▼

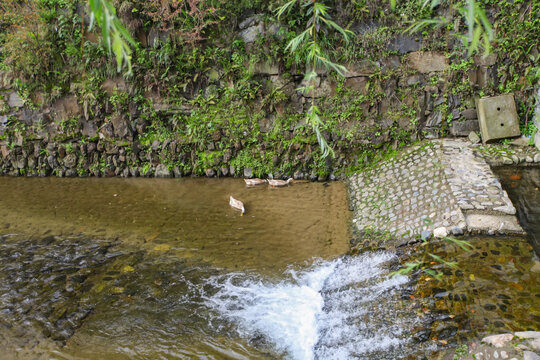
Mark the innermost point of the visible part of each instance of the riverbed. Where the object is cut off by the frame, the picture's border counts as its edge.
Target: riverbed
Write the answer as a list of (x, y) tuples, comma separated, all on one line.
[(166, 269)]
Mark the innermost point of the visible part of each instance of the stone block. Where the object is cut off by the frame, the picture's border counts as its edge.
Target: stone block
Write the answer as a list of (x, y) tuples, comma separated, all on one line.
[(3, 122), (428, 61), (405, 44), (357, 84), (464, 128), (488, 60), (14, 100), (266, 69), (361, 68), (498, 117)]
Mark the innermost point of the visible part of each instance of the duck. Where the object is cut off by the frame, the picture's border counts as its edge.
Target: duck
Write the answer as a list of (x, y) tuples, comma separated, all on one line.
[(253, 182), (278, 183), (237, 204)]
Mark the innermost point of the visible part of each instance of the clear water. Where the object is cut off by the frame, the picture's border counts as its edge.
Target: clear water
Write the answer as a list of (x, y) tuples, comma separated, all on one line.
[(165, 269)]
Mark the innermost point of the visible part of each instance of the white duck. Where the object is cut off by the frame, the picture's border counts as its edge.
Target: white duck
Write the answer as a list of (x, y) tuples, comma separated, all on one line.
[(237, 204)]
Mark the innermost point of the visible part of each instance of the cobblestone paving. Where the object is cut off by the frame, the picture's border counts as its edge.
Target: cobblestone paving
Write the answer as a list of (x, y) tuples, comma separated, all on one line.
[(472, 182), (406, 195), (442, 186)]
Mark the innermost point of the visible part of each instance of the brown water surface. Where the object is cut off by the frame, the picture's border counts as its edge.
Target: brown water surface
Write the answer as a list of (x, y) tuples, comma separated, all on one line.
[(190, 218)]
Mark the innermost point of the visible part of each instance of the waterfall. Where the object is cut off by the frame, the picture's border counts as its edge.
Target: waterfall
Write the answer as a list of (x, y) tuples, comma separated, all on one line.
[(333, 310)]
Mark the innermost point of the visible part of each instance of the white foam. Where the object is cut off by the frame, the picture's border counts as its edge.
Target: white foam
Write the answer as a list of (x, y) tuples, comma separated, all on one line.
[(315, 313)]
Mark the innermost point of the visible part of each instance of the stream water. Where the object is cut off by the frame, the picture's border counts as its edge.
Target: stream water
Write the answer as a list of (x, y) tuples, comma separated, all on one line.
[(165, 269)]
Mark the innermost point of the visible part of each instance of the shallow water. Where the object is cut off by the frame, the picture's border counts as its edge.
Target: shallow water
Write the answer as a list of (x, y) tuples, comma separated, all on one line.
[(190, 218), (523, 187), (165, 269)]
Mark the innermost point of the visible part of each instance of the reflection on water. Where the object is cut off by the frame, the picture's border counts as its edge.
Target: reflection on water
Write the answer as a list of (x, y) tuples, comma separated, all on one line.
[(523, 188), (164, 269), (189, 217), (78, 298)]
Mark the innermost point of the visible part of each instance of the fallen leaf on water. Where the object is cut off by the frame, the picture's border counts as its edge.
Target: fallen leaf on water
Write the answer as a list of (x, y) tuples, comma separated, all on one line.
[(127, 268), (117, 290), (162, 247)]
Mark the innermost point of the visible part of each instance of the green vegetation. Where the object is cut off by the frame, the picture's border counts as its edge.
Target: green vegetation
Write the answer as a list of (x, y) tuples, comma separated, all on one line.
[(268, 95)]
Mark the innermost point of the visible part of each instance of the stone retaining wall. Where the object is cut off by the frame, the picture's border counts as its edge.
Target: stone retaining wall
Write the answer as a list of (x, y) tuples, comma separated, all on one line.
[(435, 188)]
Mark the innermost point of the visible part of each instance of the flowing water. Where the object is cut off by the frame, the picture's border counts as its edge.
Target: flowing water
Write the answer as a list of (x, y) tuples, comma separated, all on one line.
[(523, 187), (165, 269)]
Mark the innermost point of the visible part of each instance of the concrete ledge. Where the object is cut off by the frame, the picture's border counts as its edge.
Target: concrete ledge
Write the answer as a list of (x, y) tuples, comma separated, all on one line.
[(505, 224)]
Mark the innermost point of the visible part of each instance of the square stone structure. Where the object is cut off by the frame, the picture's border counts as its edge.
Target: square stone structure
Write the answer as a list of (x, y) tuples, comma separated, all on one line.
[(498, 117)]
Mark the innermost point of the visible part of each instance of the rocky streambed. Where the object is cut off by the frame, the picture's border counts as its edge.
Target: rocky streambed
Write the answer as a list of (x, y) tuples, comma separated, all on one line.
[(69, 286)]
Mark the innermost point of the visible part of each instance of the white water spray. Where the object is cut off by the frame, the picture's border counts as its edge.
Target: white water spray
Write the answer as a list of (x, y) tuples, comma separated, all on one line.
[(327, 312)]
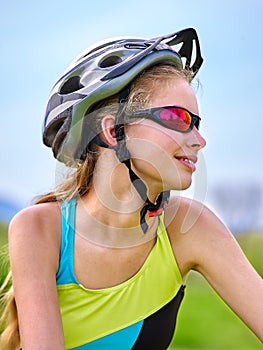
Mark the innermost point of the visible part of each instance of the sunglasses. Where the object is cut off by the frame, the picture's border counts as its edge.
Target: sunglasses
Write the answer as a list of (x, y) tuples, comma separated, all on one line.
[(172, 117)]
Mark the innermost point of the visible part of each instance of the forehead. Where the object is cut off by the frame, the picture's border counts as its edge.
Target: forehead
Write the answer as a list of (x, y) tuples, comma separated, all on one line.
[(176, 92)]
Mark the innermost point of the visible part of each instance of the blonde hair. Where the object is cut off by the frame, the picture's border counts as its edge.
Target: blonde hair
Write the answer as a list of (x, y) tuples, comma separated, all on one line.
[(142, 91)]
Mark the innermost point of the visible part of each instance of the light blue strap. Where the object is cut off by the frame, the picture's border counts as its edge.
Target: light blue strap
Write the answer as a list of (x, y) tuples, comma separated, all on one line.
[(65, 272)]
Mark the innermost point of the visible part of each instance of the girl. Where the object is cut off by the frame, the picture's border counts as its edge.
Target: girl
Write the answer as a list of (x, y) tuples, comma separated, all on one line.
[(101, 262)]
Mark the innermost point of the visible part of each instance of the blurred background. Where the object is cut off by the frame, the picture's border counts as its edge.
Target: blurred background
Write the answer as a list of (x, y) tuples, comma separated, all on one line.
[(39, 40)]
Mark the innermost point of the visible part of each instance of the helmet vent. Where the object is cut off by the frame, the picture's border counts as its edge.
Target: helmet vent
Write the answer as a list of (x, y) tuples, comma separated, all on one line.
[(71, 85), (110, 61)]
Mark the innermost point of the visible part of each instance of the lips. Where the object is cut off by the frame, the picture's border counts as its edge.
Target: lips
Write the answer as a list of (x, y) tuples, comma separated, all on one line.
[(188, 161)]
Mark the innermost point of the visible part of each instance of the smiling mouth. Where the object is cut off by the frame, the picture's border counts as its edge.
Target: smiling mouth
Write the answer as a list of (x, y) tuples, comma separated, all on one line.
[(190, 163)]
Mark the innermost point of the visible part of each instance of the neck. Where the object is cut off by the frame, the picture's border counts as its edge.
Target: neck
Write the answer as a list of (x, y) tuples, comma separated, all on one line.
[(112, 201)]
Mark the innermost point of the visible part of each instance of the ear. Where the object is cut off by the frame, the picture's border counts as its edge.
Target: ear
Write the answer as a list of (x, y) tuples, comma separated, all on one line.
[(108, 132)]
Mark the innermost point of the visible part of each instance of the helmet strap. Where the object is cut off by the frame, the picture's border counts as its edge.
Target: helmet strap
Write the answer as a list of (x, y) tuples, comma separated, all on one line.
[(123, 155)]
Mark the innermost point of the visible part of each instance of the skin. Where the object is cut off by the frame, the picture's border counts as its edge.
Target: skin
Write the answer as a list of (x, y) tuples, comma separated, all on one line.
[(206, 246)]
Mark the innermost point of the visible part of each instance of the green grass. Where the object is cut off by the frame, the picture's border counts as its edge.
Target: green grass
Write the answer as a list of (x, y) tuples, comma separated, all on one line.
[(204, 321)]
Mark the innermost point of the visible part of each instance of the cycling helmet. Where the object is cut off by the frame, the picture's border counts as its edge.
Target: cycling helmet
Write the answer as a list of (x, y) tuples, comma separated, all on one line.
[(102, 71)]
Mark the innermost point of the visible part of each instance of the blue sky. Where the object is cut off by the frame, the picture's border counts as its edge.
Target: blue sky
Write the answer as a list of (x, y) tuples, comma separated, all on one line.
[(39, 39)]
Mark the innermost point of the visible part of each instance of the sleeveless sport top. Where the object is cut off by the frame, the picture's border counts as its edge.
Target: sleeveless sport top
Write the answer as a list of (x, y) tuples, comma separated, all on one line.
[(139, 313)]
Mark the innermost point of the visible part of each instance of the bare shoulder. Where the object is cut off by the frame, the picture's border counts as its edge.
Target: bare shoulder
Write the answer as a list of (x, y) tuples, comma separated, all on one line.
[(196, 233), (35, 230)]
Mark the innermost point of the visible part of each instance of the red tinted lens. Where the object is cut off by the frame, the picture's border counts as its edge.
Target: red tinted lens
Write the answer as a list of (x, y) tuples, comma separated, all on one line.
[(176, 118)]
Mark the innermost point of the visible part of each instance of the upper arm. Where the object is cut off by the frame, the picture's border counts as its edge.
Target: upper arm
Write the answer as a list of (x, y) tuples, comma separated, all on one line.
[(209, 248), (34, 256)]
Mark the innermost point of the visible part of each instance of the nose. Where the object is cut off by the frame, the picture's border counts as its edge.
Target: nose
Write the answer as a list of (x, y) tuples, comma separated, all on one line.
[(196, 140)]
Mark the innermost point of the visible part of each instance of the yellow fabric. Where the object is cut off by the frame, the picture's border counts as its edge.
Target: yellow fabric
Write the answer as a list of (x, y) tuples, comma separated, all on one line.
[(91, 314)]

▲
▼

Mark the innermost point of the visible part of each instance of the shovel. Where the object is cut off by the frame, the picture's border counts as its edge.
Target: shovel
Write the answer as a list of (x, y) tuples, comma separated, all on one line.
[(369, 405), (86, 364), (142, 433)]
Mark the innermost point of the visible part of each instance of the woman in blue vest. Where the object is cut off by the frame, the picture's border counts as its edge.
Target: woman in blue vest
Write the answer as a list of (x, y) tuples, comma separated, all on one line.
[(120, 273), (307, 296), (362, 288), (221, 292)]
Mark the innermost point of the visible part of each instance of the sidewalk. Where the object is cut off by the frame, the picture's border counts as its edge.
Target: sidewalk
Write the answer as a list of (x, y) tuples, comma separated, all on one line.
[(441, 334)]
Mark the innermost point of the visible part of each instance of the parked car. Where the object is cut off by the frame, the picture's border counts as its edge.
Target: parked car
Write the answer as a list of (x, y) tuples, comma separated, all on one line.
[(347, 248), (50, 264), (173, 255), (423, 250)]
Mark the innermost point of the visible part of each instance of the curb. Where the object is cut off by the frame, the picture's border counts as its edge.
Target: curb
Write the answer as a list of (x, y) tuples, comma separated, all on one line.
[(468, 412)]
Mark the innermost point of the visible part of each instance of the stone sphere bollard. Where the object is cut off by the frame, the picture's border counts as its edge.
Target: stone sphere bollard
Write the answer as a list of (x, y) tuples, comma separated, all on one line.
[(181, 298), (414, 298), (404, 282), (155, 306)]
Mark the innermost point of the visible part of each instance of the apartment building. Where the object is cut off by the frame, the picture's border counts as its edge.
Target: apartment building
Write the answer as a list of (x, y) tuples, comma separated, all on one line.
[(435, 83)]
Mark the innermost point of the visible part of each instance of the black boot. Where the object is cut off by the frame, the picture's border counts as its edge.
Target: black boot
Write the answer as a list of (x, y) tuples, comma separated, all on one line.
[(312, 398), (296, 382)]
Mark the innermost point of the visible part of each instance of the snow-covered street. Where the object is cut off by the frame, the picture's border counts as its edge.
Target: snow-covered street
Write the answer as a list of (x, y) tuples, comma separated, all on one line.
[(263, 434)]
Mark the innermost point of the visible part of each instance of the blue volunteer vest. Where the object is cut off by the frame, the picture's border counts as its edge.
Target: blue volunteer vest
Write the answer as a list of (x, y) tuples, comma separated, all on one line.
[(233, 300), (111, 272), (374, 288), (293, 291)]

▲

Between the lines holding "of the lips." and "[(188, 161)]", inclusive, rename "lips" to "mouth" and give only those lines back, with nothing else changed.

# SOLVED PROBLEM:
Mark the innermost point of the visible part of each instance of the mouth. Where the object is cut off by the frame, the picture's border counts as its edge.
Target: mouth
Write the answer as a list of (x, y) tuples, comma separated, all on one line.
[(188, 161)]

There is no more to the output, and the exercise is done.